» PROVIDED RECORDS:

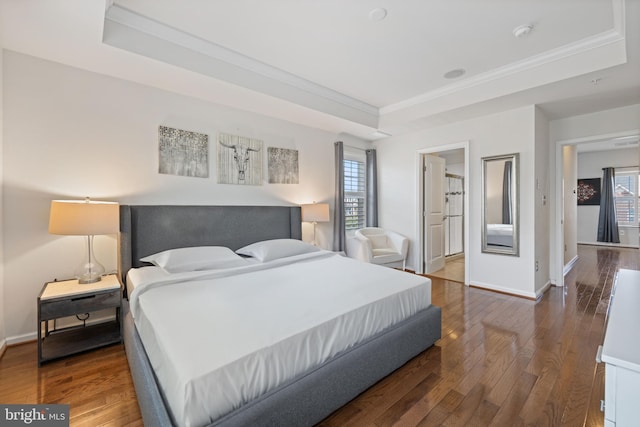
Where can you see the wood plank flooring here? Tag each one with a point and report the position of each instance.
(502, 361)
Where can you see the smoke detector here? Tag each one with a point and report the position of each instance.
(522, 31)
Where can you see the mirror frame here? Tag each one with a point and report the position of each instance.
(515, 184)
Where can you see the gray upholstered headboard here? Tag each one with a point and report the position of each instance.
(145, 230)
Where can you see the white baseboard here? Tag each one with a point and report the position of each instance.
(543, 290)
(568, 266)
(19, 339)
(611, 245)
(502, 290)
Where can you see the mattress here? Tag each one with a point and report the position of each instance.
(219, 339)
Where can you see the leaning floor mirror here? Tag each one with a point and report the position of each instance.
(500, 216)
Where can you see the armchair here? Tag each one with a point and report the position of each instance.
(379, 246)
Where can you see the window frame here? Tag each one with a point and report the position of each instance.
(635, 199)
(350, 156)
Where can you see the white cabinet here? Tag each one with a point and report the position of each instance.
(621, 353)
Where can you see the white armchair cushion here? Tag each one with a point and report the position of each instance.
(379, 246)
(378, 241)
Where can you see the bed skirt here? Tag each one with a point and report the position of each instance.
(307, 399)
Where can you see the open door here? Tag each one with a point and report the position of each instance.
(434, 212)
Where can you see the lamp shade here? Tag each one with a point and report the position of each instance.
(83, 217)
(315, 212)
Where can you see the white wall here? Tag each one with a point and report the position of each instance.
(614, 122)
(590, 165)
(497, 134)
(3, 300)
(69, 133)
(541, 190)
(570, 206)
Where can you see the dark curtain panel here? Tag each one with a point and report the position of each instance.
(607, 222)
(507, 203)
(339, 237)
(372, 189)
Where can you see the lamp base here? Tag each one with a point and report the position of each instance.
(90, 271)
(85, 280)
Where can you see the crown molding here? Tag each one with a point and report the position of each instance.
(136, 33)
(582, 46)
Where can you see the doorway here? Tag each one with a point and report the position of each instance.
(454, 215)
(567, 172)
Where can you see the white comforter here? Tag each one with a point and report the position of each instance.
(219, 339)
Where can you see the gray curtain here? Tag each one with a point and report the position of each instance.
(372, 189)
(507, 202)
(339, 236)
(607, 222)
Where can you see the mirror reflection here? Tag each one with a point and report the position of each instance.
(500, 204)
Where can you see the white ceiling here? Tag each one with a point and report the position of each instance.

» GIVEN EXERCISE:
Put every line of the items above into a JSON list of strings, one string per line, skipping blank lines and leaving out the pictures.

» RESULT OF THIS EXERCISE:
[
  "Where can you see the wood plank flooring here? Tag each one with a point and report the position of each instance.",
  "(502, 361)",
  "Where can you see the smoke detector here? Tag each one with a point and report the position of each instance.",
  "(522, 31)",
  "Where can you see the mirror frame here? Tag each one with a point and report the position of each instance.",
  "(515, 184)",
  "Where can you see the gray upholstered headboard here? Tag each one with a point and report the position of each instance.",
  "(145, 230)",
  "Where can you see the white baseboard here? Tag each one with a point and report the position of each instance.",
  "(543, 290)",
  "(568, 266)",
  "(19, 339)",
  "(611, 245)",
  "(502, 290)",
  "Where can you see the mattress here? Tag each one with a point and report the position of each instance.",
  "(219, 339)",
  "Where can you see the leaning floor mirror here? Tag each one with a point and report the position of each instance.",
  "(500, 216)",
  "Where can you see the armchair here? Tag each one with a point and report the position of each instance.",
  "(379, 246)",
  "Where can you see the window frame here? Tag each one with a point and report the position of each instance.",
  "(635, 199)",
  "(350, 156)",
  "Where can you see the white cabinet here? Tag each one with a point and report the position of each instance.",
  "(621, 353)",
  "Where can you see the white armchair cushion here? Tag each one with a point and report the position of each instance.",
  "(379, 246)",
  "(378, 241)",
  "Where can you see the bed skirt here? Tag each one with a point and report the position of each instance.",
  "(307, 399)",
  "Where can you see the open door here? Tag each one with a point and report the position of each instance.",
  "(434, 212)",
  "Where can you see the lamp shade here? Tag each one with a point and report the position of each instance.",
  "(83, 217)",
  "(315, 212)",
  "Where can you see the white wall here? Tag each one with a point and report the position of each instance.",
  "(614, 122)",
  "(590, 165)",
  "(497, 134)",
  "(3, 300)",
  "(69, 133)",
  "(541, 190)",
  "(570, 206)",
  "Where can you see the dark curtain panel here? Tag each one with a point and report the position of each instance.",
  "(607, 222)",
  "(507, 203)",
  "(339, 237)",
  "(372, 189)",
  "Where can you see the lamp base here? Tag each one with a point and report the position of each instance.",
  "(90, 271)",
  "(85, 280)",
  "Where can you see the crown molding here? Tag each one with a point and report the position of each instance.",
  "(136, 33)",
  "(582, 46)",
  "Where can you see the doorway here? Tag each one with a point and report the position of each instance.",
  "(454, 215)",
  "(567, 172)",
  "Where can you see the white comforter here? Tag each one with a point and report the position of each instance.",
  "(219, 339)",
  "Where can you see the gray curtain here? Tag each one with a point and report the position of each instance.",
  "(372, 189)",
  "(507, 202)",
  "(339, 236)",
  "(607, 222)",
  "Where can you see the mirror reflection here? Tag each one with a point and report the position of each instance.",
  "(500, 204)",
  "Where can you see the white ceiling here? Tag each one with a point and report the position of each instance."
]